**Task to complete:**
Rewrite the records between the line holding "Localize any butterfly hindwing" and the line holding "[0,0,800,599]", inclusive, with "Localize" changed to "Locate" and nothing else altered.

**Extracted data:**
——

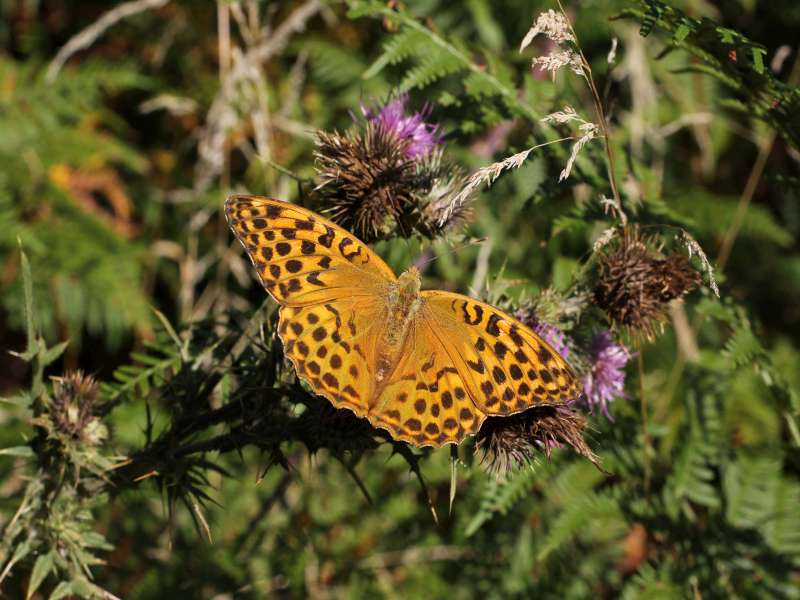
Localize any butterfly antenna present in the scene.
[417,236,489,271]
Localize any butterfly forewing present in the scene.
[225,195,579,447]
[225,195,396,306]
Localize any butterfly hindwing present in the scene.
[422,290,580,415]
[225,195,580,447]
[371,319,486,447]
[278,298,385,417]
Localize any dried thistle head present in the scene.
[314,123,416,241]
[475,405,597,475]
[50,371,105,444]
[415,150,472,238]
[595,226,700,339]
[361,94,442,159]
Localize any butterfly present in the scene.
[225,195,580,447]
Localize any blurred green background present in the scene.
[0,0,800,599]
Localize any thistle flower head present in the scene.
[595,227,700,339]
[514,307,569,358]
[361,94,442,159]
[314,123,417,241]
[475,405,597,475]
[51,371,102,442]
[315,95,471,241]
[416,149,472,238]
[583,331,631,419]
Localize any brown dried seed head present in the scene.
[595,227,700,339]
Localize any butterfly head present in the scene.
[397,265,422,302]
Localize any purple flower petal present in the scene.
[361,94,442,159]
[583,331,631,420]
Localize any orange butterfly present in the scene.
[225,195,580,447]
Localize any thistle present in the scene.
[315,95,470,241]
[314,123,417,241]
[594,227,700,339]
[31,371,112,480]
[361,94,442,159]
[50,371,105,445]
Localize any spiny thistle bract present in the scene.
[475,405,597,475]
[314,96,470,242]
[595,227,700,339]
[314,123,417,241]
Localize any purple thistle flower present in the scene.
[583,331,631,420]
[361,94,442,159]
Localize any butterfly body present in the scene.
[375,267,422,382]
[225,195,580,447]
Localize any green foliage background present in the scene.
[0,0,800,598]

——

**Written response:**
Locate any butterfly hindwing present in the scene.
[422,290,580,415]
[225,195,580,447]
[371,319,486,447]
[278,298,385,417]
Locate any dried thistle head present in the scene.
[314,123,416,241]
[475,405,597,475]
[50,371,105,444]
[415,150,472,238]
[595,226,700,339]
[361,94,442,159]
Locate any butterfly present in the scene.
[225,195,580,447]
Locate any blurred green background present in the scene.
[0,0,800,599]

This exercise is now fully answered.